→ **Exercise prompt**
Give the number of lines in the data that contain "image", and nothing more.

→ **Material for the task**
◇ ◇ ◇ ◇ ◇ ◇ ◇
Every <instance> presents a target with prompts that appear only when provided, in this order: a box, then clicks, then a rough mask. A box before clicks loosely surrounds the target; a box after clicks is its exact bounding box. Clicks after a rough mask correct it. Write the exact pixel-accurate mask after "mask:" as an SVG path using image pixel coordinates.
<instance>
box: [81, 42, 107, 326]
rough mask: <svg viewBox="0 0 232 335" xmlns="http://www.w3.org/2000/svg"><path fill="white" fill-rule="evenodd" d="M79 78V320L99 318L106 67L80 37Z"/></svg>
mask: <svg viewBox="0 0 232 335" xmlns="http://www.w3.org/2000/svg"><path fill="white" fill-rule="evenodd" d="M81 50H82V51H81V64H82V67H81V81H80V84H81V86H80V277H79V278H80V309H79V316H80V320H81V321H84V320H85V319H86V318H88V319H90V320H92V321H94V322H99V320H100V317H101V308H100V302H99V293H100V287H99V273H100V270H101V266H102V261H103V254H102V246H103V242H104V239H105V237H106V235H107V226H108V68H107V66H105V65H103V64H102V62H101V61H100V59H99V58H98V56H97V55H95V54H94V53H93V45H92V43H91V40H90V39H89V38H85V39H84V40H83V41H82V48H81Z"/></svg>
◇ ◇ ◇ ◇ ◇ ◇ ◇
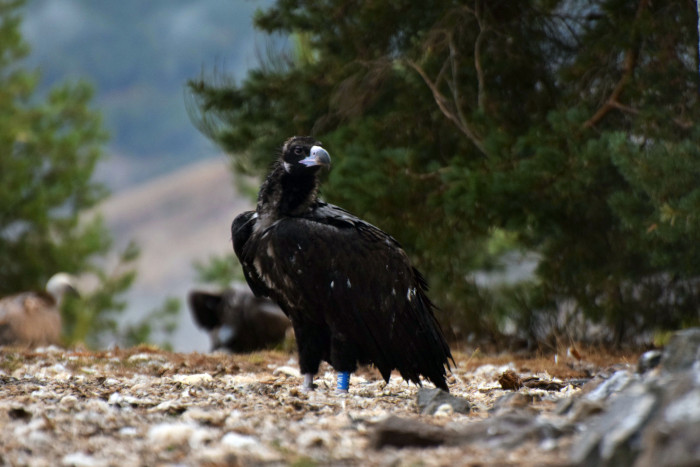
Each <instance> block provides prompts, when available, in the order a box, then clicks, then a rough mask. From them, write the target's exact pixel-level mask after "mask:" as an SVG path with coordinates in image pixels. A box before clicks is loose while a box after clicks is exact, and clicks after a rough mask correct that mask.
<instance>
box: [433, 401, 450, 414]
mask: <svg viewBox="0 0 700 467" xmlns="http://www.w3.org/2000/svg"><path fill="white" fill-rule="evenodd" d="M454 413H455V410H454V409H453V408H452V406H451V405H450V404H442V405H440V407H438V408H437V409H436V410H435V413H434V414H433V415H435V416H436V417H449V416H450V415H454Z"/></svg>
◇ ◇ ◇ ◇ ◇ ◇ ◇
→ **Reply**
2